# Goal
Write out all the items below word for word, leaving out the pictures.

# Entries supplied
>> Start

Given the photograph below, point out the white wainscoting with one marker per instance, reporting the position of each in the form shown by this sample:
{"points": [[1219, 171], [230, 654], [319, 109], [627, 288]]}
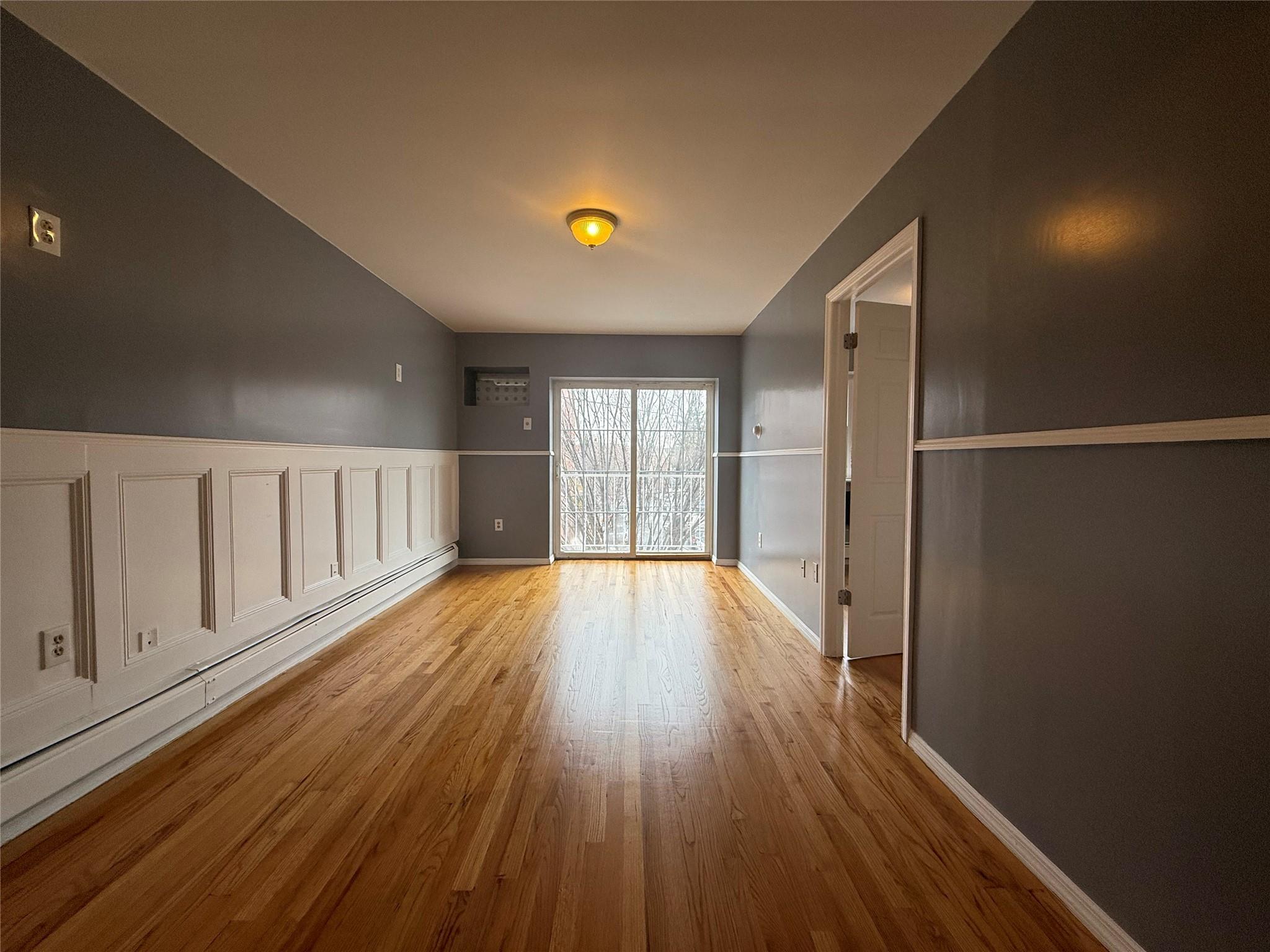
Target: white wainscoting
{"points": [[156, 558]]}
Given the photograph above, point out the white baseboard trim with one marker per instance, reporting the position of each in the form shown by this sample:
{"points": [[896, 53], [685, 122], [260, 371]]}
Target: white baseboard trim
{"points": [[784, 609], [507, 562], [46, 782], [1103, 926]]}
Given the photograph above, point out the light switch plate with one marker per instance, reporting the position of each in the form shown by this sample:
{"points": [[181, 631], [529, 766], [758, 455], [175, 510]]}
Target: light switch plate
{"points": [[46, 231]]}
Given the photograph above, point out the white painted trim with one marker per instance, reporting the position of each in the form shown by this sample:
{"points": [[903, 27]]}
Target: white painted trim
{"points": [[504, 452], [1095, 919], [506, 562], [1171, 432], [807, 451], [784, 609], [144, 439], [54, 778], [833, 466]]}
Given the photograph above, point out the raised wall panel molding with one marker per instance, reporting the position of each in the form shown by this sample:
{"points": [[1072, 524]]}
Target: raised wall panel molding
{"points": [[1223, 428], [322, 527], [366, 505], [214, 544], [1103, 926], [259, 541], [398, 511], [424, 506], [47, 588], [166, 537]]}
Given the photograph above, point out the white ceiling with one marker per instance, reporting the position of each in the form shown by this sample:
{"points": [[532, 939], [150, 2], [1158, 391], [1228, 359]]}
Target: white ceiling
{"points": [[442, 145]]}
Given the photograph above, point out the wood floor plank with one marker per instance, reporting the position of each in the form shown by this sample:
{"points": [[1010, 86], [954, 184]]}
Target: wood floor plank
{"points": [[588, 756]]}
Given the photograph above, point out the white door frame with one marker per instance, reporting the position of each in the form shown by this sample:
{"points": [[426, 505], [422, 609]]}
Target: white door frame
{"points": [[838, 306], [636, 384]]}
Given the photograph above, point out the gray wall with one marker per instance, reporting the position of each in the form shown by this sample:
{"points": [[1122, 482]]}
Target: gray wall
{"points": [[184, 302], [1091, 641], [517, 489]]}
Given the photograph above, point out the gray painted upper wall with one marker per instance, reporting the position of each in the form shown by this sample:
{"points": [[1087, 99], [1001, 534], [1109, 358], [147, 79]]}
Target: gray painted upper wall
{"points": [[1095, 216], [186, 302], [516, 489], [1095, 206]]}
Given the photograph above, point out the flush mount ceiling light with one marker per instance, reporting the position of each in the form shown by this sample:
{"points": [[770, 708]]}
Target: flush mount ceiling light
{"points": [[592, 226]]}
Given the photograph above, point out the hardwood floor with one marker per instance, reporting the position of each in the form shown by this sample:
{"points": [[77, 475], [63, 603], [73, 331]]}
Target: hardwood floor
{"points": [[590, 756]]}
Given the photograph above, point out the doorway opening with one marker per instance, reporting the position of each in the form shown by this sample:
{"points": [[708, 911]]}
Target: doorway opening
{"points": [[633, 475], [870, 425]]}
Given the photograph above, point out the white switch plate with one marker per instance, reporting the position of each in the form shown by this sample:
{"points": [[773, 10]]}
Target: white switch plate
{"points": [[46, 231], [55, 646]]}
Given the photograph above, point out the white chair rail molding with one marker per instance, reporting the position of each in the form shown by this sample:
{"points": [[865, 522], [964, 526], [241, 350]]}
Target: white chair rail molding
{"points": [[134, 566]]}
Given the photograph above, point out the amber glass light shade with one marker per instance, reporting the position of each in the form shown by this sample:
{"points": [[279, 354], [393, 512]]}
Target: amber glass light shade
{"points": [[592, 226]]}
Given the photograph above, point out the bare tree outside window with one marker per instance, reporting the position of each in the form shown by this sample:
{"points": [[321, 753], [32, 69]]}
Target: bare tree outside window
{"points": [[596, 470]]}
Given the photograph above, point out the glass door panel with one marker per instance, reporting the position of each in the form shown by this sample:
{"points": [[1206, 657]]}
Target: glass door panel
{"points": [[595, 470], [672, 464]]}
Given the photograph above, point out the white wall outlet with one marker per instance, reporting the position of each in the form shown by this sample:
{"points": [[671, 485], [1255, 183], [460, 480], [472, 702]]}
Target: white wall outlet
{"points": [[46, 231], [55, 646]]}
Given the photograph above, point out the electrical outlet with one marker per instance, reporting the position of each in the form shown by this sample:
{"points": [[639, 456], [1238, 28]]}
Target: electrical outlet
{"points": [[55, 646], [46, 231]]}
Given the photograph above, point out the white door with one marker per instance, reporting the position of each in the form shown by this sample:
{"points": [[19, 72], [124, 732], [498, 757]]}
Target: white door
{"points": [[879, 443]]}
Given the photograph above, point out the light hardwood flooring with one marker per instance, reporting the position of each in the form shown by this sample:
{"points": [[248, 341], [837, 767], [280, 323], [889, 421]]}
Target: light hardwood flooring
{"points": [[590, 756]]}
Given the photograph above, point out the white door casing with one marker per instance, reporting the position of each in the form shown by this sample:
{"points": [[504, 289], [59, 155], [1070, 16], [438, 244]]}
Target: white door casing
{"points": [[879, 447]]}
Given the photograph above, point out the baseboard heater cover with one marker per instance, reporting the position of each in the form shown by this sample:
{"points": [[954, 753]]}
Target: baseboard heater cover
{"points": [[45, 781]]}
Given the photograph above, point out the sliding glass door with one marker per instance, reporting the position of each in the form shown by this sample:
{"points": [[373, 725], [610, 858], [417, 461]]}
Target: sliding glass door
{"points": [[633, 467]]}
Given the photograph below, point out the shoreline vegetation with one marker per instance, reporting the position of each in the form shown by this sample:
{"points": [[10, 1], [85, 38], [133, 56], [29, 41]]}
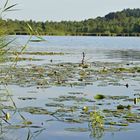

>> End

# Full response
Given the photograph below, point out the white wainscoting with one marker per instance, reporting the position of each in the form shown by this sample:
{"points": [[1219, 171], [230, 654], [319, 109], [627, 288]]}
Target: white wainscoting
{"points": [[156, 558]]}
Given the photograph above, point out the white baseboard trim with one marker per instance, reporting the position of each in the form shown by this sample:
{"points": [[896, 53], [685, 122], [260, 371]]}
Target: white baseboard trim
{"points": [[784, 609], [507, 562], [46, 782], [1103, 926]]}
Given the photograph above, point out the light switch plate with one marker per instance, reporting the position of each in the form shown by this sample:
{"points": [[181, 631], [529, 766], [758, 455], [175, 510]]}
Target: light switch plate
{"points": [[46, 231]]}
Given the photograph above, point out the white painted trim with one marker per instance, reporting the position of each in the form shown by this sample:
{"points": [[903, 27]]}
Target: white painted trim
{"points": [[504, 452], [1095, 919], [506, 562], [1171, 432], [807, 451], [784, 609], [144, 439], [54, 778], [833, 466]]}
Given the photograph above, point out the raised wall panel molding with one marker per instance, reporting the position of each in the form shown by this sample:
{"points": [[1072, 524]]}
Target: raised wall panel molding
{"points": [[1223, 428], [322, 527], [366, 505], [214, 544], [1103, 926], [259, 541], [398, 511], [424, 506], [47, 588], [166, 537]]}
Given the photograph above, point out the white ceiling with one marker per instance, reporting the position of each in the form shown by this sample:
{"points": [[532, 939], [150, 2], [1158, 391], [1228, 359]]}
Target: white ceiling
{"points": [[442, 145]]}
Given the photograph above, point out the wood floor plank with one marker per instance, reporting the position of each in the form shown by this sample:
{"points": [[1010, 86], [954, 184]]}
Target: wood floor plank
{"points": [[588, 756]]}
Given the photograph above, point out the white door frame with one marker per instance, reporting the position of each in the form shown by this sample:
{"points": [[426, 505], [422, 609]]}
Target: white door frame
{"points": [[838, 306], [636, 384]]}
Given the photograph above, point out the gray wall with one marker per instance, reporting the position of each in the form shown by this sample:
{"points": [[1122, 482]]}
Target: gray wall
{"points": [[184, 302], [1091, 641], [517, 489]]}
Given the photograph above, point out the gray painted upper wall with one marker per instance, reporting the position of each in the form shown by this sample:
{"points": [[1087, 99], [1001, 534], [1109, 358], [147, 79]]}
Target: gray painted upper wall
{"points": [[1095, 216], [186, 302], [516, 489], [1095, 206]]}
Given the photograph above, point out the flush mount ceiling light with one marker per instance, reporting the position of each in the form shown by this sample:
{"points": [[770, 708]]}
Target: flush mount ceiling light
{"points": [[592, 226]]}
Given the photograph above, point out the hardwood floor with one marker per instance, reporting the position of each in the form shown by this sample:
{"points": [[77, 475], [63, 603], [73, 331]]}
Target: hardwood floor
{"points": [[590, 756]]}
Given the photograph above, point out the doorway opening with one marker per instance, reporting the position of each in the form shown by this sample:
{"points": [[708, 911]]}
Target: doorway opening
{"points": [[633, 475], [870, 425]]}
Given the photograph above, point out the white switch plate with one marker per instance, reporting the position of each in the form shown by this sample:
{"points": [[773, 10]]}
Target: white switch plate
{"points": [[46, 231], [55, 646]]}
Given the photograph above, point out the white chair rail molding with one marker per instance, reporting the position of each in the form shown by this sample:
{"points": [[865, 522], [964, 526], [241, 350]]}
Target: white chair rail molding
{"points": [[134, 566]]}
Given the photograph above, point out the amber glass light shade with one marker per instance, reporting the position of each in the form shown by this sample:
{"points": [[279, 354], [393, 512]]}
Target: amber glass light shade
{"points": [[592, 226]]}
Given the photograph above, point out the bare tree outside window with one marker per instance, reporting the position of each in the form shown by this sample:
{"points": [[321, 753], [32, 69]]}
Target: bare tree outside window
{"points": [[596, 470]]}
Given the photograph above, point out the glass door panel with one marker per instance, reporting the position of each in the form shown by this sample:
{"points": [[1206, 657]]}
Target: glass door panel
{"points": [[595, 470], [672, 464]]}
Given the photograph above, point out the white wall outlet with one marker per instance, reporting the position of each in the form shown by this sample:
{"points": [[671, 485], [1255, 183], [460, 480], [472, 702]]}
Target: white wall outlet
{"points": [[46, 231], [55, 646]]}
Given the photograph above, point out the electrical outlet with one marker per instance, reporting the position of each in the form shown by this sample:
{"points": [[639, 456], [1238, 28]]}
Target: electrical outlet
{"points": [[55, 646], [46, 231]]}
Given the photograph above, point out the white door with one marker per instance, reporting the position of each in the form shown by this sample:
{"points": [[19, 72], [124, 732], [498, 757]]}
Target: white door
{"points": [[879, 443]]}
Given the photograph above, point out the light hardwood flooring with one marker per instance, reporting the position of each in the form shown by this sample:
{"points": [[248, 341], [837, 767], [280, 323], [889, 421]]}
Target: light hardwood flooring
{"points": [[590, 756]]}
Given the photograph above, point out the white door casing with one marker per instance, reporting the position of each in the form shown by this sample:
{"points": [[504, 289], [59, 155], [1070, 16], [438, 244]]}
Target: white door casing
{"points": [[879, 447]]}
Given the photograph above, point out the baseboard heater cover with one marker per instance, reporting the position of each in the form shown by this sample:
{"points": [[954, 753]]}
Target: baseboard heater cover
{"points": [[45, 781]]}
Given the photograph above, point out the sliding glass door with one marker per instance, reporting the position of each in the form shown by this sample:
{"points": [[373, 725], [610, 858], [417, 461]]}
Target: sliding glass door
{"points": [[633, 467]]}
Given the photograph below, point out the shoreline vegetation with one marker per instance, reporting the position of each in the form shown by this sample:
{"points": [[10, 1], [85, 38], [133, 56], [29, 41]]}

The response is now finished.